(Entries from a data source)
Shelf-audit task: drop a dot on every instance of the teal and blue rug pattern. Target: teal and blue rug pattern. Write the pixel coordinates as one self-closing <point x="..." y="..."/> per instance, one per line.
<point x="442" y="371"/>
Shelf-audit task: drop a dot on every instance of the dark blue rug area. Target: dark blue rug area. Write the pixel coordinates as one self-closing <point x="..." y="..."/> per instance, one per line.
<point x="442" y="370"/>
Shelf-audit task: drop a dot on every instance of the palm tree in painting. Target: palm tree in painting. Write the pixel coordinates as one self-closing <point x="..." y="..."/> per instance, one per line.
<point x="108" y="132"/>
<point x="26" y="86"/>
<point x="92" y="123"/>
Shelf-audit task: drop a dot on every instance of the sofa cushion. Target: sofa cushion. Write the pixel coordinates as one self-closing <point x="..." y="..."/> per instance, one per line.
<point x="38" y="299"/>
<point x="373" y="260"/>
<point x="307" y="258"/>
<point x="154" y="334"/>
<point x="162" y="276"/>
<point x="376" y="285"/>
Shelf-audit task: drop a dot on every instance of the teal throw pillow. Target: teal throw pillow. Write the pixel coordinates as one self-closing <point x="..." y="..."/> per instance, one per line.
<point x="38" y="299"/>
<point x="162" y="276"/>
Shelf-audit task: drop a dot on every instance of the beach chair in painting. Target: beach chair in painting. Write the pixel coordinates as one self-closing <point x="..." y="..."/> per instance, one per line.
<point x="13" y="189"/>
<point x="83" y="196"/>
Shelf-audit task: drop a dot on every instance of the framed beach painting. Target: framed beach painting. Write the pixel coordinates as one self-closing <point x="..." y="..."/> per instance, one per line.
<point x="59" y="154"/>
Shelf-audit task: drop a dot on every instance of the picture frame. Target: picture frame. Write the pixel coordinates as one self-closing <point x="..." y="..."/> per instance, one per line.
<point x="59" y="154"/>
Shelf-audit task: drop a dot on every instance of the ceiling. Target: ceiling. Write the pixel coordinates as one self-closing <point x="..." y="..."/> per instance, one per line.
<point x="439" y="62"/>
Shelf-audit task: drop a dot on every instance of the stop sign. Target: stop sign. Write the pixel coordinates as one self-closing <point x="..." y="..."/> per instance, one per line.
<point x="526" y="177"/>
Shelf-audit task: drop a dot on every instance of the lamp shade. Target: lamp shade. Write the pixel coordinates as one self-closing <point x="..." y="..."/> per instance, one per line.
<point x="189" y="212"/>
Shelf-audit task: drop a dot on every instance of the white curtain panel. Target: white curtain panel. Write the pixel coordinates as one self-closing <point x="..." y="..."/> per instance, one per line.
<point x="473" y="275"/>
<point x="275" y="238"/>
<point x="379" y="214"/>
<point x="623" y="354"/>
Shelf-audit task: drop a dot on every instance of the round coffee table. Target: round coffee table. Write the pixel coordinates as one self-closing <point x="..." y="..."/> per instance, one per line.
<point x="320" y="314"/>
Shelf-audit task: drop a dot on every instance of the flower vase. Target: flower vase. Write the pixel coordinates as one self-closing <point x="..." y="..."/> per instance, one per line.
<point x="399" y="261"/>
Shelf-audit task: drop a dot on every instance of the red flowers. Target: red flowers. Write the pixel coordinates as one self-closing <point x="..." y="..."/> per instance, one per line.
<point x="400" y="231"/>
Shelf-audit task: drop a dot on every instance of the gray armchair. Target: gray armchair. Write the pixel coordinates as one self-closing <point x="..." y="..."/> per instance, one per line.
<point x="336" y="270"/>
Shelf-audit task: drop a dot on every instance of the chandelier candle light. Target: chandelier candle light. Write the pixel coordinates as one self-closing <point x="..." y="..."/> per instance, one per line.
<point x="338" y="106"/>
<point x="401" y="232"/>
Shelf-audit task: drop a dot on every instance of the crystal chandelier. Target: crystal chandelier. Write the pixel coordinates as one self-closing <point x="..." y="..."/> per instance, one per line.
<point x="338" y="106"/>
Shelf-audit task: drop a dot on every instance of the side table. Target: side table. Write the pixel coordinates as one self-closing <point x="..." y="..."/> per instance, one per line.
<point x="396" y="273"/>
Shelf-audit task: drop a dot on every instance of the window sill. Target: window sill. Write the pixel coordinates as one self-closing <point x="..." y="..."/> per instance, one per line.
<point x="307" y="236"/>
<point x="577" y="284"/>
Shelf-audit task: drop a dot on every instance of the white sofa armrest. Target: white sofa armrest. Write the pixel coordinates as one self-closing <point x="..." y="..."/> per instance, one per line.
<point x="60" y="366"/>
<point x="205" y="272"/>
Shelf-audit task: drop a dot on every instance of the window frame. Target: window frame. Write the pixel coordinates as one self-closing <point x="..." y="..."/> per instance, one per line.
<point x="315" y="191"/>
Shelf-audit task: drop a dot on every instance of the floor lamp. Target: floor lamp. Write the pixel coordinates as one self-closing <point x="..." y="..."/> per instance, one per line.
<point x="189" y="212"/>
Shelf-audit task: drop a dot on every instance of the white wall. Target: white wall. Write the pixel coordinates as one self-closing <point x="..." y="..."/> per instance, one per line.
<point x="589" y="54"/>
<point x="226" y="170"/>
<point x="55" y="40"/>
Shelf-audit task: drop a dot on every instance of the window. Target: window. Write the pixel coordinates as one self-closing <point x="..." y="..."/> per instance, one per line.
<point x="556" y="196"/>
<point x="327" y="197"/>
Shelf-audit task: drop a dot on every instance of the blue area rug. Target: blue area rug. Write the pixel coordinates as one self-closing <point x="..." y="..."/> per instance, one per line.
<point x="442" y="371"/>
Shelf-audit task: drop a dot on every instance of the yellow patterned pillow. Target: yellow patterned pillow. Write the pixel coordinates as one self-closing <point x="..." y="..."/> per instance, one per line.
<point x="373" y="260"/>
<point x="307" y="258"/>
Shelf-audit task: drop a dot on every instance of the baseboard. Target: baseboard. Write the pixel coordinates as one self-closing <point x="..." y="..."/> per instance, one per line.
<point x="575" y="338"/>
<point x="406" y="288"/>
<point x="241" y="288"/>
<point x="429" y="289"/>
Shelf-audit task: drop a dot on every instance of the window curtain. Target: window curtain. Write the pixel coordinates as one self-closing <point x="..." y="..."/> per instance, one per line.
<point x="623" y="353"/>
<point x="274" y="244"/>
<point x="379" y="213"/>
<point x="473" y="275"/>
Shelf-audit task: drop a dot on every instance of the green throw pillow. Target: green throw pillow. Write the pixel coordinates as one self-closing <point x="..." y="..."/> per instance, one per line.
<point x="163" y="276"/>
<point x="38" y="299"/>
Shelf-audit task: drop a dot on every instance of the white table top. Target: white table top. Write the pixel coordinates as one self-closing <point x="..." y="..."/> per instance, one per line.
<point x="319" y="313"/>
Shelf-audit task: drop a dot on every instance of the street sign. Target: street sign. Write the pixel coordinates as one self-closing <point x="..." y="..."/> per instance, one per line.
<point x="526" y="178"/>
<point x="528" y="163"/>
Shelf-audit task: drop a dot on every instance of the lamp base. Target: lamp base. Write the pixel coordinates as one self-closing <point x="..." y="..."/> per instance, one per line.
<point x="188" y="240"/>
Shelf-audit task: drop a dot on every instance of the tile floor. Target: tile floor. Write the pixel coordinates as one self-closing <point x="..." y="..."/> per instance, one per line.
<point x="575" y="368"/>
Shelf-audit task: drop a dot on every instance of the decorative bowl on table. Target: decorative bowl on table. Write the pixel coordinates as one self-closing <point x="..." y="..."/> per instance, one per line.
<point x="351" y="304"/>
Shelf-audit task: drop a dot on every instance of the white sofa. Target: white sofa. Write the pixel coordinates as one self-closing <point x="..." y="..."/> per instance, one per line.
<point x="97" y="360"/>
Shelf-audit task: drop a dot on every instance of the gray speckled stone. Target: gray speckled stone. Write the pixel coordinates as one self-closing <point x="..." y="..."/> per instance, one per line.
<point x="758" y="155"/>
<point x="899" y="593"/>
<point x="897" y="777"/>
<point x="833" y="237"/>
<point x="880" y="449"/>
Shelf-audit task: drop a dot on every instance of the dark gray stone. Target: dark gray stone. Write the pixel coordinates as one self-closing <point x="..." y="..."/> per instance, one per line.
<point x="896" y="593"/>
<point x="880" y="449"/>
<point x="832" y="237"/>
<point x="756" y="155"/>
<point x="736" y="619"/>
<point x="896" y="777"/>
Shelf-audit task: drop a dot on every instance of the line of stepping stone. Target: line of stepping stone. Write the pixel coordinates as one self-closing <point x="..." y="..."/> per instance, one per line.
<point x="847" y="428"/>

Your task —
Give everything from the line containing "the white sofa." down to the end of the entries again, swapping each "stone" for "rock" and leaving all else unchanged.

Reply to the task —
Shelf-audit task: drop a dot on every instance of the white sofa. Target: white sofa. Write the pixel coordinates as one self-closing <point x="..." y="..."/> per instance, one per line.
<point x="97" y="360"/>
Shelf-audit task: drop a dot on every instance of the gray speckled rock. Target: gray speckled rock. Write the pixel coordinates as one self-closing <point x="..." y="..."/> per instance, one per line.
<point x="758" y="155"/>
<point x="899" y="593"/>
<point x="897" y="777"/>
<point x="833" y="237"/>
<point x="880" y="449"/>
Shelf-audit task: drop a dot on every instance of the dark gray rock. Target: dark gray rock. Write the pixel coordinates as one self-closing <point x="..." y="..."/> per instance, one per line.
<point x="896" y="593"/>
<point x="880" y="449"/>
<point x="832" y="237"/>
<point x="756" y="155"/>
<point x="736" y="619"/>
<point x="896" y="777"/>
Shelf-audit task: drop a dot on every instance of the line of stepping rock. Target: line of stepping rock. Write the pixel coordinates as one self-closing <point x="..." y="..."/> per instance, one per line.
<point x="847" y="428"/>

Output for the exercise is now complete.